**WORK REQUIRED**
Using the data that follows, state the number of lines holding the word "crowd", and give no other output.

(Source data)
------------

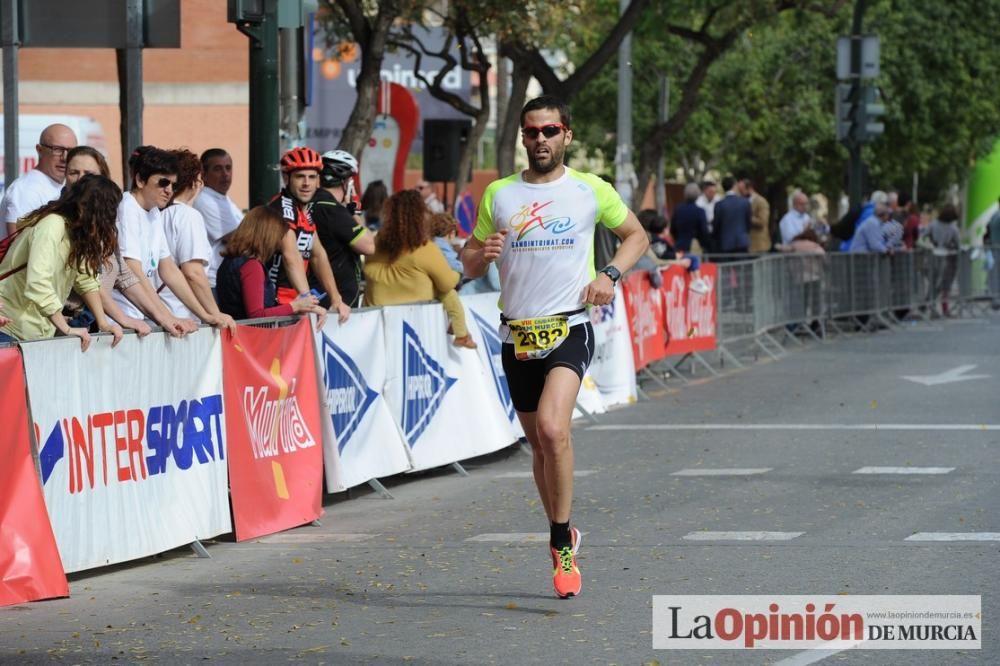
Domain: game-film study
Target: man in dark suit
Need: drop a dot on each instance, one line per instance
(731, 226)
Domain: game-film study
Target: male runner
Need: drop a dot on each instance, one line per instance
(539, 227)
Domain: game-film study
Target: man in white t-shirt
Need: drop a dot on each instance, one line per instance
(538, 225)
(221, 215)
(43, 183)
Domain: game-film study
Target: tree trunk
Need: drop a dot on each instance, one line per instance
(509, 127)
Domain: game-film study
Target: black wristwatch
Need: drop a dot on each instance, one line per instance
(612, 273)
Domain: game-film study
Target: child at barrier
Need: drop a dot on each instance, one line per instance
(243, 289)
(408, 267)
(662, 251)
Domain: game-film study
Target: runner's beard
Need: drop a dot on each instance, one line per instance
(545, 163)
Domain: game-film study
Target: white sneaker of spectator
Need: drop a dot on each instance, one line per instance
(700, 286)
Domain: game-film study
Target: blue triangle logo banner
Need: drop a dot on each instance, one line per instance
(424, 386)
(347, 392)
(493, 347)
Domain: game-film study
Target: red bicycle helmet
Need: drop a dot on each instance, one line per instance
(301, 158)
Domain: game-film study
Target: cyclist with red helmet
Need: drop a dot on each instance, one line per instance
(300, 168)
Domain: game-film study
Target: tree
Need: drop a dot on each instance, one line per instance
(370, 25)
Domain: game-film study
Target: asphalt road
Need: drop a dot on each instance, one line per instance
(417, 579)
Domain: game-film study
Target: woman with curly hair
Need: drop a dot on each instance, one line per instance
(242, 284)
(408, 266)
(58, 247)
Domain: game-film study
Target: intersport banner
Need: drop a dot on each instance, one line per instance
(353, 362)
(274, 426)
(690, 316)
(30, 568)
(442, 397)
(131, 444)
(612, 368)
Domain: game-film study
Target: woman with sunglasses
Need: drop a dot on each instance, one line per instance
(144, 244)
(60, 246)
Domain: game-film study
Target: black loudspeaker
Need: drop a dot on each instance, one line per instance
(443, 142)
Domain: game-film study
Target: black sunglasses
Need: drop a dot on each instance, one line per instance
(548, 131)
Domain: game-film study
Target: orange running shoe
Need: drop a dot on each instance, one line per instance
(566, 577)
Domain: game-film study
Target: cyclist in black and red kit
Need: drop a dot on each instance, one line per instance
(300, 168)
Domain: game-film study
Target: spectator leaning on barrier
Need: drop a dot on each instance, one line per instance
(81, 161)
(688, 223)
(300, 169)
(341, 231)
(731, 229)
(547, 282)
(187, 240)
(869, 237)
(220, 213)
(408, 267)
(60, 246)
(43, 183)
(760, 219)
(371, 203)
(797, 219)
(943, 236)
(243, 288)
(706, 200)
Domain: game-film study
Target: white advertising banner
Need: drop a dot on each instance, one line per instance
(368, 443)
(613, 368)
(440, 395)
(131, 444)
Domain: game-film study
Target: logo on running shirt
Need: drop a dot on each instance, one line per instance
(347, 392)
(493, 348)
(424, 386)
(532, 218)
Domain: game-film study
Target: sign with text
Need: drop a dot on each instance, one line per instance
(273, 418)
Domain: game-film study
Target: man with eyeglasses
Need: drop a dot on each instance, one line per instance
(538, 225)
(43, 183)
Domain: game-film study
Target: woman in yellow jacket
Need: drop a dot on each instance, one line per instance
(58, 247)
(408, 266)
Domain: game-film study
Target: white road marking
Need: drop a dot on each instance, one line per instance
(512, 537)
(742, 536)
(985, 427)
(528, 474)
(954, 536)
(903, 470)
(946, 377)
(731, 471)
(317, 537)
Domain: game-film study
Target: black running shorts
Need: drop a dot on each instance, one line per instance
(526, 379)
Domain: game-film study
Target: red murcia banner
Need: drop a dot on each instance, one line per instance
(30, 567)
(273, 428)
(672, 319)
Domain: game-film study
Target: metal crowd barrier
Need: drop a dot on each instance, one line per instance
(767, 298)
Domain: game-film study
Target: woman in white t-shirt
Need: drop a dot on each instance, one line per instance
(187, 238)
(142, 240)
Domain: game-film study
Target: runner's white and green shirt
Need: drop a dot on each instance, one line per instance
(548, 255)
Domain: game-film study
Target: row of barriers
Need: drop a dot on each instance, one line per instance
(770, 298)
(117, 454)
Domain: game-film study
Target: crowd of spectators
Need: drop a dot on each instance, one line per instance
(175, 251)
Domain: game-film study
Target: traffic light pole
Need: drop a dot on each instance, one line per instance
(264, 95)
(855, 185)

------------

**WRITTEN RESPONSE**
2